- _TASK GOAL_:
In every one of the records, rename "shop front" to "storefront" and write the lines out again with nothing else changed.

* begin ENTRIES SUPPLIED *

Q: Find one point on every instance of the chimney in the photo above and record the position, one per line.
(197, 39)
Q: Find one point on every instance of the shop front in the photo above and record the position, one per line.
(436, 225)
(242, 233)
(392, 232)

* end ENTRIES SUPPLIED *

- _RESPONSE TO THIS TASK_:
Q: Find one point on every instance of the chimney in the photo above and record the position, one per line.
(197, 39)
Q: Find one point on every instance of the storefront in the photo above and record the position, one per line.
(436, 225)
(242, 233)
(392, 232)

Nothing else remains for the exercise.